What the task asks
Reproduce the entries below word for word, from the line containing "- **Object to find**: the white" through the end of the entries.

[Annotated coordinate entries]
>> Begin

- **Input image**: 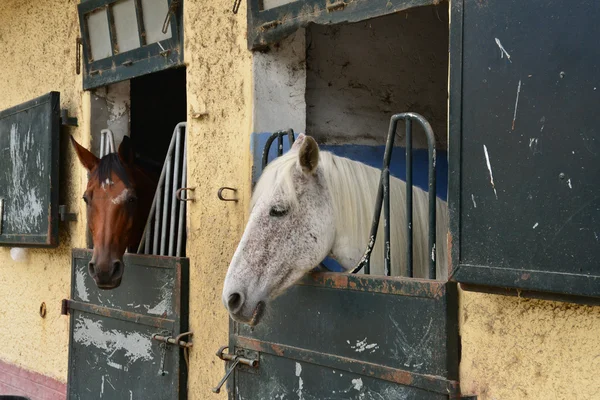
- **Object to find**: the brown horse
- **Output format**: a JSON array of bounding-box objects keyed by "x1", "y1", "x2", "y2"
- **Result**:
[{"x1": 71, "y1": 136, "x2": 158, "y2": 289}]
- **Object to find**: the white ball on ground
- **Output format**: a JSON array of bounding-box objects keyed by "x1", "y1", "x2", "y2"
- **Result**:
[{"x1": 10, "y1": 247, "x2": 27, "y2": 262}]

>> End

The reply
- **Object to find**: the white ball on ground
- **Output format**: a JSON array of bounding-box objects keyed by "x1", "y1", "x2", "y2"
- **Result**:
[{"x1": 10, "y1": 247, "x2": 27, "y2": 262}]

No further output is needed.